──────── DOCUMENT TEXT ────────

Wednesday, 31 August 2011

Mounting pressure prompts PAPs rethink

Strict rules on the use of processed animal proteins (PAPs) introduced in 2001 to combat Transmissable Spongiform Encephalopathy (TSE) could soon be reviewed.

With growing pressure on the European Commission from the agriculture sector to consider a possible reintroduction of PAPs in animal feed, MEPs have thrown their support behind the proposals.

Of course the devastating effects of TSE and BSE are still hauntingly vivid for all in the industry. This led to the 2001 introduction of EU control measures to combat the spread of BSE. These measures included a ban on the feeding of processed animal proteins to animals kept, fattened or bred for the production of food. Effectively, don’t feed animal protein to other animals to prevent any spread of the disease.

Efforts to combat TSE by the EU have been successful, but the EU protein deficit and constant increase in feed prices have prompted increasing calls for a review of the rules. MEPs have clearly been listening and their decision has largely been welcomed, with some claiming it to be a useful step in unwinding TSE regulations.

The Commission’s TSE Roadmap 2 strategy paper has set out proposals which would allow pig and poultry protein to be used in animal feed. It would allow pigs to be fed poultry protein and poultry to be fed pig protein. Importantly though, bans on protein from cattle and sheep in animal feed and on protein being fed to animals of the same species would remain in force.

──────── LISTED RECORDS ────────

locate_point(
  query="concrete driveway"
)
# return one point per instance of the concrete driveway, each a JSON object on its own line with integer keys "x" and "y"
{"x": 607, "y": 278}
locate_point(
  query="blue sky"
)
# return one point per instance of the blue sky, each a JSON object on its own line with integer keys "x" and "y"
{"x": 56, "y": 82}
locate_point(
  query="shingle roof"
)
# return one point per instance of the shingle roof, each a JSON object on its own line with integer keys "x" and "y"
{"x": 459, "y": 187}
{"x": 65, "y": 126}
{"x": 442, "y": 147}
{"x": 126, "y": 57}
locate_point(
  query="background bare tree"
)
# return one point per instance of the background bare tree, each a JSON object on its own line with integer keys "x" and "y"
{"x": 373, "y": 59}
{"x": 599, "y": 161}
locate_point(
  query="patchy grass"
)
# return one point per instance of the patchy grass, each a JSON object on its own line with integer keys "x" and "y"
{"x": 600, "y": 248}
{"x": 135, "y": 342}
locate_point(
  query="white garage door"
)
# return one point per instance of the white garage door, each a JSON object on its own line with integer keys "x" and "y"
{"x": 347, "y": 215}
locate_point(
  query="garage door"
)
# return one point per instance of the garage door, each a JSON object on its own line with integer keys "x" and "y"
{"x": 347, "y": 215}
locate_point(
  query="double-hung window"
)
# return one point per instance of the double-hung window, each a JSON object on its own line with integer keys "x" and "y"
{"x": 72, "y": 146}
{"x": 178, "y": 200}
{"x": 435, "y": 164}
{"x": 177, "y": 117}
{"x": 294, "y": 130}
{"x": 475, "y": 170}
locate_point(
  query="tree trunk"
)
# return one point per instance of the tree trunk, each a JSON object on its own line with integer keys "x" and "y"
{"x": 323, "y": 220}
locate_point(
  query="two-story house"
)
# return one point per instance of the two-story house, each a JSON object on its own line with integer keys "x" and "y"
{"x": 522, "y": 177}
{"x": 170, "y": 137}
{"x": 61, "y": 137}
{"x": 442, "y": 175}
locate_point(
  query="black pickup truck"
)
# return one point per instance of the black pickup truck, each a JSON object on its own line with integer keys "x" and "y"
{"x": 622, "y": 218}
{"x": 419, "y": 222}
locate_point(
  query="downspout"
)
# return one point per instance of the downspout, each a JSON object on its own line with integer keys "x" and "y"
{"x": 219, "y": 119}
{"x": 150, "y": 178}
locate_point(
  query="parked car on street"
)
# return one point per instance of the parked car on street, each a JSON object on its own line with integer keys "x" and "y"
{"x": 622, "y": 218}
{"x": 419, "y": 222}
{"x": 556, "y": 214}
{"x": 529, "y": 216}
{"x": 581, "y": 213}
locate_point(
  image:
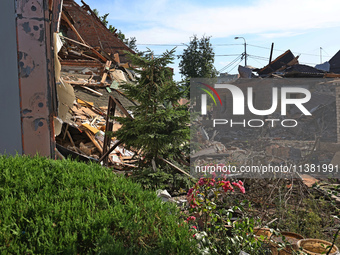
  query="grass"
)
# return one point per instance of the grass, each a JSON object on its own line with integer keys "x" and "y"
{"x": 67, "y": 207}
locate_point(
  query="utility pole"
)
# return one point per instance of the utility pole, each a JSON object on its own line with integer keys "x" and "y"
{"x": 245, "y": 49}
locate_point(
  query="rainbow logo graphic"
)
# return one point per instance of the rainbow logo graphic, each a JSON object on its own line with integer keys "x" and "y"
{"x": 209, "y": 93}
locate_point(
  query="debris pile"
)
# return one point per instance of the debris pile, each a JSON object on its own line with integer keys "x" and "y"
{"x": 89, "y": 72}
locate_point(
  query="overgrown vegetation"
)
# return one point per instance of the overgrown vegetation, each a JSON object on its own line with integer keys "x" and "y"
{"x": 66, "y": 207}
{"x": 159, "y": 128}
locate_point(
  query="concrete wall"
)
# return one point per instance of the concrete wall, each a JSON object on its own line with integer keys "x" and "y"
{"x": 10, "y": 127}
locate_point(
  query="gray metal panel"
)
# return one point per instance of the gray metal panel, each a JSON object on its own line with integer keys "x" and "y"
{"x": 10, "y": 117}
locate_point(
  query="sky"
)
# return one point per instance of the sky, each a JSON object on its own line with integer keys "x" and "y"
{"x": 309, "y": 28}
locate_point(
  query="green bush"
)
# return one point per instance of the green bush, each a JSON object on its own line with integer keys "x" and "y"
{"x": 67, "y": 207}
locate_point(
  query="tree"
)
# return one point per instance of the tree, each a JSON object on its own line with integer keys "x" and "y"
{"x": 130, "y": 42}
{"x": 197, "y": 60}
{"x": 160, "y": 125}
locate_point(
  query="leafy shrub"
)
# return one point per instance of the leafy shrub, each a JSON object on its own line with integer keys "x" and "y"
{"x": 66, "y": 207}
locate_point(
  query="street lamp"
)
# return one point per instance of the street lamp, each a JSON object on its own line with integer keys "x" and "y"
{"x": 245, "y": 49}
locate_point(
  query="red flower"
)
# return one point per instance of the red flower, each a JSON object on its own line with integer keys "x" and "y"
{"x": 191, "y": 218}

────────

## PROBLEM 1:
In the article on processed animal proteins, which animals' protein would stay banned from animal feed under the TSE Roadmap 2 proposals?
## PROBLEM 2:
Carry on the article about the PAPs rethink from its last sentence.
None of this material is needed here.

## YOUR RESPONSE 1:
Protein from cattle and sheep would stay banned.

## YOUR RESPONSE 2:
Understandably, the issue remains sensitive and highly emotive both within the industry and among consumers. If a decision is made to reintroduce pig and poultry protein in animal feed it is unlikely to come into force until the latter part of 2012. In July the European Parliament adopted a non-legislative resolution supporting the gradual lift of the ban on feeding animal protein to non-ruminants, provided further safeguards are put in place. These safeguards include stipulating that the processed animal proteins must come from species not linked to TSE and may be fed only to non-herbivores. It has also stressed that only PAPs fit for human consumption should be used.

Consumer confidence will no doubt be key to the success of any amendments to the current legislation and potential future developments. It remains of paramount importance that exceptional animal and public health standards must be maintained to help ensure that all of the hard work carried out to combat TSE is not undone. As such, caution will be the watchword with regards to any changes to the status quo.